> _Text segment_
In his first year as an undergraduate at Queen’s, Alec Glover discovered an environment that allowed him to be a student, run a business, and plant the seeds to start new ventures after graduation.

“When I started at Queen’s, I thought I'd be a software engineer,” says Glover (Sc’20, Electrical and Computer Engineering). “I was right into the web development world from first year. I was building up this business where I was working for myself and hiring people. I had a full-time employee, a whole bunch of contractors, and I was trying to just bring in as much software to develop as possible, and then I was also the lead engineer, the lead designer, the lead salesperson. It was a lot of work.”

The idea to build a business was his own, but the initial spark was entirely a coincidence. By the end of his first year at Queen’s, he was looking for a job and in conversation with his interviewer he learned the interviewer’s company needed a redesigned website.

“I sat down with a buddy for a weekend and we just re-made this guy's entire website,” he says. “He showed me the quotes he’d received from other people. I’d just done it for free as a favour, but it was like a $3,000, $4,000 website that I’d completed in two days. And I thought, ‘Okay, there’s something here.’ That kind of turned me on to it.”

Glover credits the student supports from Indigenous Futures in Engineering (then known as AAE: Aboriginal Access to Engineering) with helping keep him on top of his studies during that time.

“The support system there was really, really good,” he says. “I always had access to tutors to help me with courses, and…” After a short pause, he adds “a symptom of running this business was that my time was completely messed up. At least for one semester, I was working basically 40 hours a week, and through AAE I was able to get access to tutors and resources to help me learn this stuff at what felt like a fire-hose pace.”

> _Your tasks_
A - According to the profile of Alec Glover, what was Indigenous Futures in Engineering called before?
B - List every "lead" role that Glover says he held himself in his business, according to the profile of Alec Glover.
C - Sum up the profile of Alec Glover in two sentences.

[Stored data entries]
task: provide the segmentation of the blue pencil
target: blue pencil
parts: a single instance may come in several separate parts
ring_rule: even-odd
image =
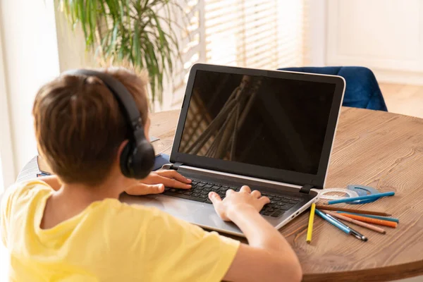
[[[340,200],[333,200],[328,202],[328,204],[340,204],[343,202],[354,202],[359,200],[367,200],[367,199],[379,199],[382,197],[393,196],[395,192],[386,192],[384,193],[367,195],[366,196],[353,197],[351,198],[344,198]]]
[[[398,219],[396,219],[395,217],[379,216],[374,216],[374,215],[372,215],[372,214],[356,214],[355,212],[336,212],[338,214],[355,214],[356,216],[370,217],[372,219],[382,219],[382,220],[386,220],[386,221],[388,221],[396,222],[397,223],[400,223],[400,220]]]
[[[326,216],[326,214],[320,212],[319,209],[316,209],[314,212],[316,213],[316,214],[318,214],[319,216],[321,216],[323,219],[327,221],[336,227],[338,227],[339,229],[341,229],[345,233],[349,235],[351,233],[350,228],[348,228],[343,224],[339,224],[339,223],[338,223],[336,221],[334,221],[333,219],[331,219],[329,216]]]

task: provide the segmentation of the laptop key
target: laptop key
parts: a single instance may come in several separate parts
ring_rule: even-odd
[[[281,215],[282,214],[283,212],[278,209],[277,211],[274,212],[273,214],[271,214],[270,216],[273,216],[273,217],[278,217],[281,216]]]
[[[178,193],[174,193],[174,192],[168,192],[166,194],[165,194],[168,196],[173,196],[173,197],[176,197],[178,198],[183,198],[183,199],[187,199],[187,200],[191,200],[192,201],[196,201],[196,202],[204,202],[205,199],[202,199],[202,198],[199,198],[199,197],[192,197],[192,195],[183,195],[183,194],[178,194]]]

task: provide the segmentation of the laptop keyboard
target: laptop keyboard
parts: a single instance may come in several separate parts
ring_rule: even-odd
[[[240,189],[240,187],[228,186],[197,179],[192,179],[191,185],[192,186],[191,189],[176,189],[166,187],[164,189],[164,194],[168,196],[212,204],[212,202],[209,199],[209,193],[210,192],[216,192],[223,199],[226,195],[226,190],[228,189],[232,189],[235,191],[239,191]],[[262,193],[262,195],[268,197],[270,199],[270,203],[263,207],[260,211],[260,214],[264,216],[273,217],[280,216],[286,211],[299,203],[301,200],[298,197],[282,196],[266,192]]]

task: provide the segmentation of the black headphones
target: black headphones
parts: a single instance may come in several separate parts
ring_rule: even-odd
[[[73,70],[63,73],[68,75],[94,76],[100,79],[121,106],[133,134],[121,154],[121,171],[128,178],[142,179],[154,165],[154,149],[145,139],[142,120],[135,102],[123,85],[111,75],[91,70]]]

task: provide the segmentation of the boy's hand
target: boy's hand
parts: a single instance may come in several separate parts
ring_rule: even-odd
[[[252,208],[259,212],[263,206],[270,202],[267,197],[262,197],[262,193],[257,190],[251,192],[248,186],[243,186],[238,192],[231,189],[227,190],[226,197],[223,200],[214,192],[209,194],[209,198],[213,203],[217,214],[225,221],[231,221],[231,214],[234,212]]]
[[[164,191],[164,187],[190,189],[191,180],[180,175],[176,171],[161,169],[151,172],[147,177],[138,180],[136,184],[125,190],[129,195],[142,195],[159,194]]]

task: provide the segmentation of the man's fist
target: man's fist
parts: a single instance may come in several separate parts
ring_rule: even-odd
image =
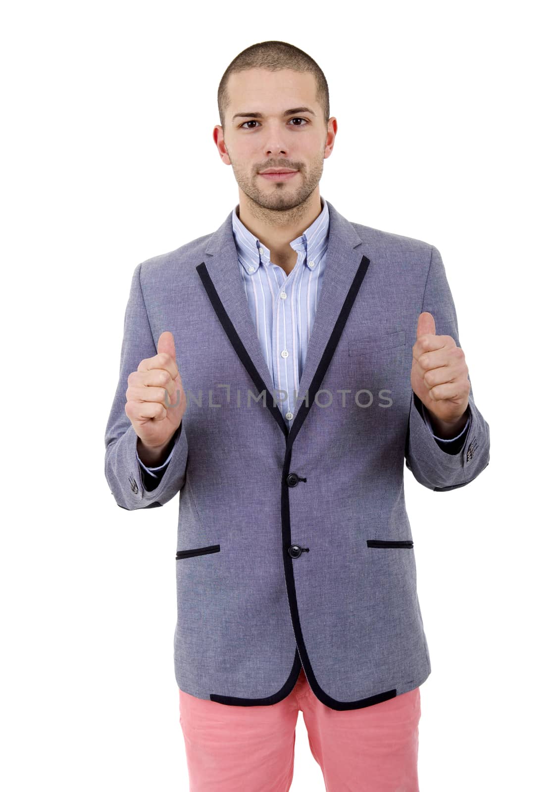
[[[471,383],[464,352],[451,336],[437,336],[432,314],[424,311],[413,345],[411,387],[425,407],[444,424],[462,424]]]
[[[169,444],[186,409],[172,333],[162,333],[158,354],[141,360],[128,383],[125,413],[143,447],[154,456]]]

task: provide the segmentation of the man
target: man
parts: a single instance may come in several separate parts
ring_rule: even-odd
[[[444,265],[320,196],[338,125],[303,51],[248,48],[218,101],[238,204],[135,269],[105,435],[120,506],[179,493],[190,789],[288,790],[301,709],[327,790],[415,792],[430,662],[404,462],[444,492],[490,449]]]

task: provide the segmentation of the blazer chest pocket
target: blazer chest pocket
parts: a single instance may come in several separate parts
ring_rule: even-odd
[[[348,342],[348,350],[350,356],[370,355],[373,352],[380,352],[382,349],[392,349],[394,347],[401,346],[405,346],[405,330],[371,336],[368,338],[352,338]]]
[[[175,560],[189,558],[193,555],[205,555],[207,553],[219,553],[220,549],[220,545],[208,545],[205,547],[194,547],[193,550],[177,550]]]
[[[412,547],[413,539],[405,539],[397,541],[387,539],[367,539],[368,547]]]

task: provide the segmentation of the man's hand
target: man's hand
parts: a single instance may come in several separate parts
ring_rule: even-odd
[[[186,409],[172,333],[162,333],[158,354],[141,360],[128,383],[125,413],[149,457],[155,459],[169,445]]]
[[[471,391],[464,352],[451,336],[436,335],[428,311],[420,314],[417,325],[411,387],[431,413],[435,429],[454,436],[463,428]]]

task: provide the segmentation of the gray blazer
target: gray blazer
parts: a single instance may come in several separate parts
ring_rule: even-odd
[[[468,431],[452,448],[433,437],[410,387],[421,311],[461,346],[439,251],[350,223],[327,203],[326,268],[289,429],[240,280],[232,212],[132,277],[105,476],[128,510],[179,493],[176,680],[223,704],[274,704],[302,665],[334,710],[421,685],[431,668],[404,461],[437,492],[489,463],[490,428],[472,390]],[[187,408],[152,482],[125,392],[164,330]]]

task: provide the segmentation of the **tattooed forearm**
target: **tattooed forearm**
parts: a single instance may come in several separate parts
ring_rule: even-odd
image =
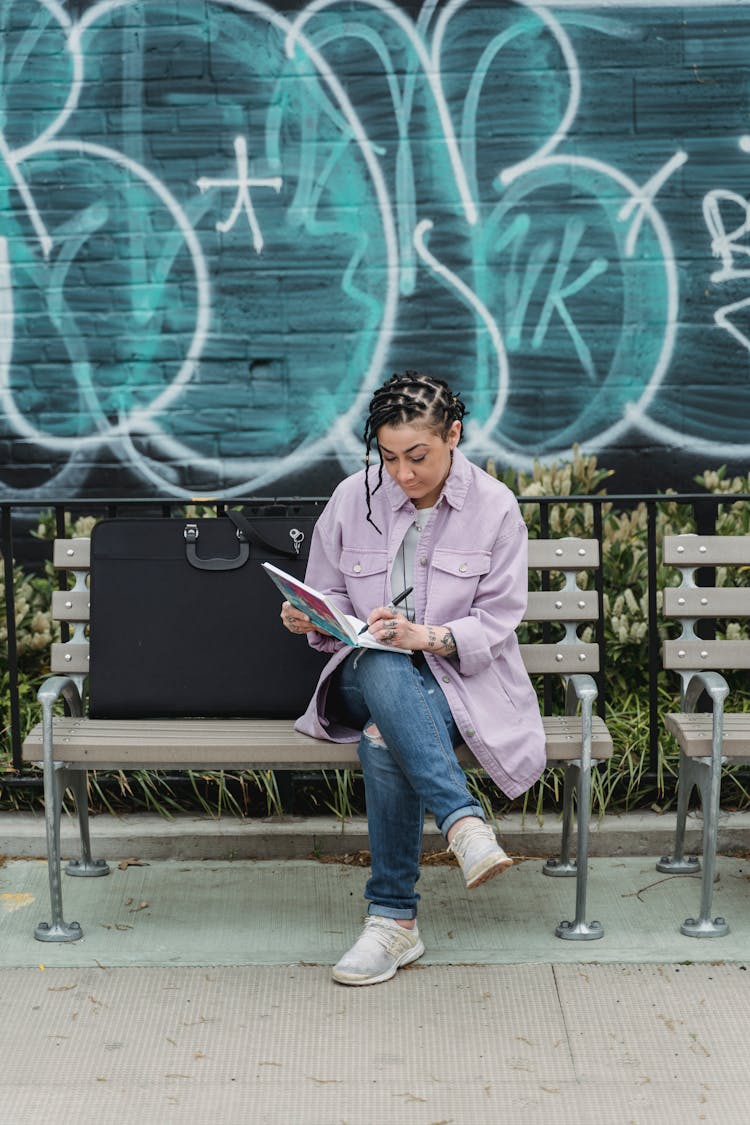
[[[455,638],[450,629],[437,626],[425,626],[427,630],[427,648],[431,652],[440,652],[441,656],[453,656],[455,652]]]
[[[450,629],[443,632],[443,636],[440,638],[440,646],[443,650],[443,656],[452,656],[455,652],[455,637]]]

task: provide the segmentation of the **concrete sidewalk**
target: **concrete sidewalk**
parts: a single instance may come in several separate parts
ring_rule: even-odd
[[[455,867],[427,865],[425,956],[346,989],[329,966],[361,924],[365,867],[200,860],[199,821],[170,824],[137,836],[133,821],[97,819],[94,852],[112,845],[115,862],[106,879],[64,879],[78,943],[34,940],[48,917],[43,862],[0,867],[7,1125],[61,1112],[81,1125],[746,1125],[744,858],[720,860],[714,912],[731,932],[713,940],[679,934],[699,881],[654,870],[668,846],[644,825],[630,839],[652,854],[591,860],[597,942],[554,936],[575,881],[544,878],[536,858],[471,893]],[[278,826],[265,846],[274,832],[279,849]],[[144,854],[165,839],[179,858]],[[361,843],[353,826],[345,839]]]

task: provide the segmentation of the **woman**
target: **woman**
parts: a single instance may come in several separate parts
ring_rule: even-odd
[[[424,953],[415,888],[425,809],[469,888],[512,864],[454,747],[466,742],[512,798],[544,767],[515,636],[526,528],[509,489],[458,449],[464,412],[442,379],[406,371],[385,382],[370,403],[365,468],[337,486],[310,547],[307,583],[367,620],[376,640],[413,655],[352,649],[288,602],[281,610],[287,629],[331,654],[297,729],[359,740],[372,867],[364,929],[333,970],[342,984],[388,980]]]

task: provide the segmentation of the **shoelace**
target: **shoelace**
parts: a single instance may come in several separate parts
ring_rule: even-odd
[[[399,946],[404,945],[404,935],[407,935],[406,943],[409,944],[408,937],[412,934],[414,934],[413,929],[406,929],[405,926],[394,929],[387,922],[380,921],[374,915],[367,919],[362,938],[372,938],[386,953],[396,953],[400,952]]]
[[[487,825],[470,825],[468,828],[463,828],[455,834],[452,842],[448,845],[448,850],[452,852],[455,856],[463,857],[467,854],[467,848],[475,839],[482,839],[488,844],[497,843],[494,835],[490,840]]]

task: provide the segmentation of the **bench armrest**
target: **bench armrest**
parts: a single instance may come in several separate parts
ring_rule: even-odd
[[[723,711],[724,700],[729,695],[729,684],[720,672],[694,672],[683,694],[683,709],[692,714],[698,700],[706,693],[711,699],[713,710]]]
[[[580,703],[580,764],[581,770],[591,768],[591,744],[594,741],[594,700],[599,694],[594,676],[576,673],[566,681],[566,714],[576,714]]]
[[[70,676],[48,676],[36,693],[45,717],[52,717],[52,708],[61,695],[71,709],[71,714],[83,714],[83,700],[75,681]]]
[[[594,676],[589,676],[586,673],[576,673],[572,676],[568,676],[566,682],[566,714],[575,714],[579,703],[584,712],[588,711],[591,714],[594,700],[598,694],[599,690],[596,686]]]

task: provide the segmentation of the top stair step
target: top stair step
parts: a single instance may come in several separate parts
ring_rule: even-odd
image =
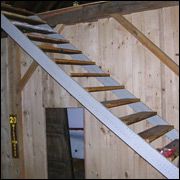
[[[93,61],[83,61],[83,60],[71,60],[71,59],[54,59],[56,64],[66,64],[66,65],[95,65]]]
[[[171,125],[158,125],[158,126],[154,126],[150,129],[147,129],[141,133],[139,133],[139,135],[146,140],[147,142],[152,142],[154,140],[156,140],[157,138],[163,136],[164,134],[166,134],[167,132],[171,131],[172,129],[174,129],[174,126]]]
[[[24,24],[24,23],[17,22],[17,21],[14,21],[12,23],[24,33],[26,33],[26,32],[36,32],[36,33],[42,33],[42,34],[54,34],[55,33],[52,30],[42,28],[39,26]]]
[[[19,14],[15,14],[15,13],[11,13],[11,12],[6,12],[6,11],[2,11],[2,13],[11,20],[16,20],[19,22],[26,22],[32,25],[38,25],[38,24],[45,24],[46,22],[43,20],[36,20],[36,19],[32,19],[30,17],[27,16],[23,16],[23,15],[19,15]]]
[[[13,12],[13,13],[17,13],[17,14],[21,14],[21,15],[25,15],[25,16],[34,15],[34,13],[32,13],[32,12],[30,12],[28,10],[15,8],[15,7],[12,7],[12,6],[10,6],[8,4],[4,4],[4,3],[1,3],[1,10],[8,11],[8,12]]]
[[[65,39],[56,39],[56,38],[51,38],[45,35],[35,34],[35,33],[28,33],[27,37],[31,39],[32,41],[39,41],[39,42],[45,42],[45,43],[54,43],[54,44],[69,43],[69,41]]]

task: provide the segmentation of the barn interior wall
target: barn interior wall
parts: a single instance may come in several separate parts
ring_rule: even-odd
[[[152,11],[139,12],[125,16],[130,22],[147,35],[157,46],[179,64],[179,7],[168,7]],[[83,51],[105,72],[146,103],[158,115],[167,119],[179,128],[179,80],[165,65],[145,49],[113,18],[106,18],[91,23],[80,23],[71,26],[57,25],[72,44]],[[1,48],[1,117],[2,127],[1,154],[2,178],[15,177],[11,157],[10,131],[7,121],[8,103],[8,54],[7,47],[12,40],[3,39]],[[17,45],[20,53],[21,76],[28,69],[32,59]],[[69,58],[65,55],[51,57]],[[8,64],[8,66],[7,66]],[[61,67],[67,72],[84,72],[78,66]],[[94,78],[75,78],[85,86],[101,85]],[[116,99],[111,92],[92,94],[100,101]],[[80,107],[68,93],[40,67],[36,69],[22,92],[23,139],[26,178],[47,178],[45,108]],[[111,110],[117,116],[133,111],[127,107]],[[147,129],[147,121],[131,125],[135,132]],[[106,127],[92,115],[86,113],[86,178],[163,178],[141,157],[133,153]],[[98,138],[97,138],[98,137]],[[161,138],[152,143],[159,147],[167,143]],[[39,168],[41,170],[39,170]]]

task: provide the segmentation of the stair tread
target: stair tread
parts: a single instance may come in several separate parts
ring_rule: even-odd
[[[139,135],[147,142],[152,142],[157,138],[159,138],[160,136],[163,136],[173,128],[174,126],[172,125],[157,125],[139,133]]]
[[[95,65],[93,61],[83,61],[83,60],[71,60],[71,59],[54,59],[56,64],[70,64],[70,65]]]
[[[169,160],[173,161],[176,157],[179,156],[179,139],[173,140],[162,149],[175,149],[175,152],[172,154],[172,156],[168,157]]]
[[[39,26],[33,26],[29,24],[22,24],[20,22],[12,22],[18,29],[23,32],[37,32],[42,34],[54,34],[55,32],[52,30],[48,30]]]
[[[11,13],[11,12],[2,11],[2,13],[3,13],[8,19],[11,19],[11,20],[16,20],[16,21],[20,21],[20,22],[27,22],[27,23],[33,24],[33,25],[45,24],[45,23],[46,23],[46,22],[43,21],[43,20],[36,20],[36,19],[32,19],[32,18],[27,17],[27,16],[23,16],[23,15]]]
[[[127,116],[120,117],[120,119],[127,125],[142,121],[144,119],[150,118],[157,115],[157,112],[148,111],[148,112],[138,112],[135,114],[130,114]]]
[[[110,101],[104,101],[102,104],[106,106],[107,108],[112,108],[116,106],[122,106],[126,104],[136,103],[139,102],[140,99],[138,98],[128,98],[128,99],[117,99],[117,100],[110,100]]]
[[[34,34],[34,33],[28,33],[27,36],[29,39],[31,39],[33,41],[55,43],[55,44],[69,43],[69,41],[65,40],[65,39],[55,39],[55,38],[51,38],[48,36]]]
[[[15,8],[15,7],[12,7],[12,6],[10,6],[8,4],[4,4],[4,3],[1,3],[1,10],[5,10],[8,12],[13,12],[13,13],[21,14],[21,15],[26,15],[26,16],[34,15],[34,13],[32,13],[28,10]]]
[[[71,73],[71,77],[109,77],[108,73]]]
[[[73,49],[65,49],[65,48],[59,48],[49,45],[38,45],[40,49],[42,49],[44,52],[51,52],[51,53],[63,53],[63,54],[81,54],[82,51],[79,50],[73,50]]]
[[[124,86],[95,86],[95,87],[85,87],[84,89],[88,92],[98,92],[98,91],[124,89]]]

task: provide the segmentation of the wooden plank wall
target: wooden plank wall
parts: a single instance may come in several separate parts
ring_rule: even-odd
[[[179,63],[179,56],[175,55],[179,53],[178,7],[140,12],[126,17]],[[64,26],[64,29],[61,27],[58,25],[56,29],[61,30],[62,34],[90,59],[95,60],[103,70],[109,71],[113,78],[124,84],[129,91],[141,98],[178,129],[178,77],[144,49],[121,25],[109,18],[98,22]],[[3,40],[5,53],[8,46],[9,42]],[[17,45],[14,46],[17,48]],[[17,51],[21,54],[21,76],[23,76],[32,59],[20,48],[17,48]],[[2,178],[6,179],[16,177],[16,170],[11,159],[9,124],[7,124],[10,101],[7,94],[7,56],[3,53],[1,56],[3,62],[1,71],[3,74],[1,80],[3,142],[1,169]],[[66,56],[56,55],[56,57]],[[67,73],[83,72],[77,66],[61,67]],[[77,80],[77,78],[74,79]],[[100,85],[94,78],[80,78],[77,81],[83,86]],[[100,101],[116,98],[110,92],[93,93],[93,96]],[[26,178],[47,178],[45,108],[79,106],[81,105],[40,67],[36,69],[22,93]],[[132,110],[125,106],[113,108],[112,112],[121,116],[132,113]],[[148,127],[150,125],[146,121],[139,123],[138,126],[131,126],[136,132]],[[86,113],[85,130],[87,178],[163,178],[89,113]],[[164,143],[166,143],[165,140],[160,139],[153,145],[160,146]]]
[[[179,64],[179,56],[176,56],[179,49],[179,7],[135,13],[126,18]],[[60,27],[58,25],[57,30]],[[179,128],[178,77],[119,23],[109,18],[65,26],[62,34],[170,124]],[[109,92],[94,94],[99,100],[115,98]],[[118,116],[132,113],[128,107],[112,111]],[[148,127],[151,125],[147,121],[131,125],[136,132]],[[87,178],[164,178],[88,112],[85,130]],[[167,141],[160,138],[152,145],[161,147],[164,143]]]

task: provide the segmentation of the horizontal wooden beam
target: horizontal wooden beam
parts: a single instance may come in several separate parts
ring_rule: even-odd
[[[136,39],[138,39],[147,49],[149,49],[162,63],[168,66],[176,75],[179,76],[179,66],[158,46],[156,46],[149,38],[147,38],[141,31],[139,31],[132,23],[120,14],[112,14],[128,32],[130,32]]]
[[[110,14],[130,14],[140,11],[179,5],[179,1],[103,1],[57,9],[38,14],[49,25],[76,24],[110,17]]]

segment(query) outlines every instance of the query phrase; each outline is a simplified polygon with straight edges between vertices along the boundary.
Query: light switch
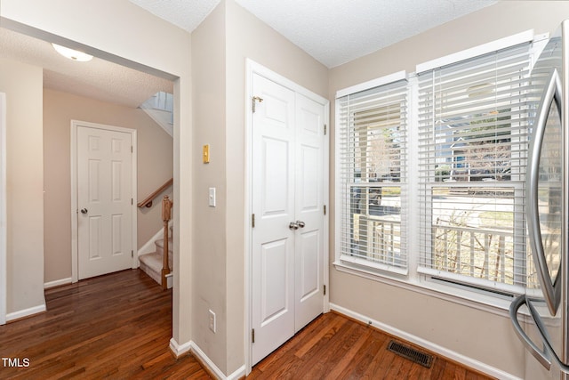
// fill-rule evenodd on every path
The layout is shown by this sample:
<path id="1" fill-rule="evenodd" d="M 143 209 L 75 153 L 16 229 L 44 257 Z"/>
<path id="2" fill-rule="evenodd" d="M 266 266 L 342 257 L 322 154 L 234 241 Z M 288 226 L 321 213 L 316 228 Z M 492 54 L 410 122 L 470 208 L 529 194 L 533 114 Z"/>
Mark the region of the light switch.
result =
<path id="1" fill-rule="evenodd" d="M 215 207 L 215 188 L 210 188 L 210 206 Z"/>
<path id="2" fill-rule="evenodd" d="M 204 145 L 202 149 L 202 158 L 204 158 L 204 164 L 210 163 L 210 144 Z"/>

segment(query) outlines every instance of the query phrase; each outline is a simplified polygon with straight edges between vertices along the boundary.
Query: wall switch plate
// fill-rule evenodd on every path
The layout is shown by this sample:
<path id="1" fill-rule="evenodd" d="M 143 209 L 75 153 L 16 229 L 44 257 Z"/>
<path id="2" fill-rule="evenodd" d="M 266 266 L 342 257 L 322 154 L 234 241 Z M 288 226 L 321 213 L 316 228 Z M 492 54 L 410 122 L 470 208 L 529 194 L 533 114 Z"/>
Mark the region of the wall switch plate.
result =
<path id="1" fill-rule="evenodd" d="M 215 188 L 210 188 L 209 202 L 210 207 L 215 207 Z"/>
<path id="2" fill-rule="evenodd" d="M 213 331 L 215 333 L 215 330 L 216 330 L 216 327 L 215 327 L 215 313 L 213 311 L 212 311 L 211 310 L 209 311 L 209 318 L 210 318 L 210 321 L 209 321 L 210 330 L 212 330 L 212 331 Z"/>

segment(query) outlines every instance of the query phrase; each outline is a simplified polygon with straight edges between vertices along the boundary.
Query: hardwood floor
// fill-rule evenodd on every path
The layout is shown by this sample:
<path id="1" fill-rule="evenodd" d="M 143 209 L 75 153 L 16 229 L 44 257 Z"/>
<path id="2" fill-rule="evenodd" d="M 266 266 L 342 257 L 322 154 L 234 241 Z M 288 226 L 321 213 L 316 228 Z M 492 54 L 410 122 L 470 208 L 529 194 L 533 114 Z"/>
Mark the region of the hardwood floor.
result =
<path id="1" fill-rule="evenodd" d="M 45 298 L 46 312 L 0 326 L 0 358 L 10 358 L 0 360 L 0 378 L 211 378 L 192 355 L 176 360 L 170 352 L 172 291 L 140 271 L 48 289 Z M 442 358 L 425 368 L 387 351 L 390 340 L 330 312 L 247 378 L 488 378 Z"/>
<path id="2" fill-rule="evenodd" d="M 45 291 L 47 311 L 0 326 L 0 378 L 210 378 L 170 352 L 172 290 L 124 271 Z M 29 360 L 23 367 L 24 360 Z"/>
<path id="3" fill-rule="evenodd" d="M 387 350 L 391 340 L 423 351 L 374 327 L 329 312 L 253 367 L 248 379 L 489 379 L 443 358 L 430 368 Z"/>

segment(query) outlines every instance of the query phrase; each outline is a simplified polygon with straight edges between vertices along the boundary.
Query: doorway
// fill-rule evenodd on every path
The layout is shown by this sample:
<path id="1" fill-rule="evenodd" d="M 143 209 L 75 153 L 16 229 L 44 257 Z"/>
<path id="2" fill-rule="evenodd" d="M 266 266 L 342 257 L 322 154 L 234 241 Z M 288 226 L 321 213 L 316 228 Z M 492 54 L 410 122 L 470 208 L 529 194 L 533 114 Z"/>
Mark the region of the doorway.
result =
<path id="1" fill-rule="evenodd" d="M 136 130 L 71 122 L 72 281 L 136 268 Z"/>
<path id="2" fill-rule="evenodd" d="M 328 101 L 250 62 L 250 360 L 327 308 Z"/>

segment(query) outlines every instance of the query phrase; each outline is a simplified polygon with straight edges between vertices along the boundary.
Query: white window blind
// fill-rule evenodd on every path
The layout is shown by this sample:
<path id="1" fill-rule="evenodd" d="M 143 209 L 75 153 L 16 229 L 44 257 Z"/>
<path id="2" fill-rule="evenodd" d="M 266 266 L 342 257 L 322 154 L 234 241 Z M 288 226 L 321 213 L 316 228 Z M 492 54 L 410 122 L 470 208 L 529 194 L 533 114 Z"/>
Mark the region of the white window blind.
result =
<path id="1" fill-rule="evenodd" d="M 418 74 L 421 272 L 525 283 L 529 70 L 523 44 Z"/>
<path id="2" fill-rule="evenodd" d="M 341 260 L 406 272 L 406 80 L 337 100 Z"/>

> _Results_
A - AAE: Aboriginal Access to Engineering.

B - Lead engineer, lead designer, lead salesperson.

C - In his first year at Queen's, Alec Glover started a web development business after redoing a job interviewer's company website over a weekend and realizing it was worth $3,000 to $4,000. Running the business took up to 40 hours a week, and he credits the tutors and resources from Indigenous Futures in Engineering, then called AAE, with helping him keep up with his studies.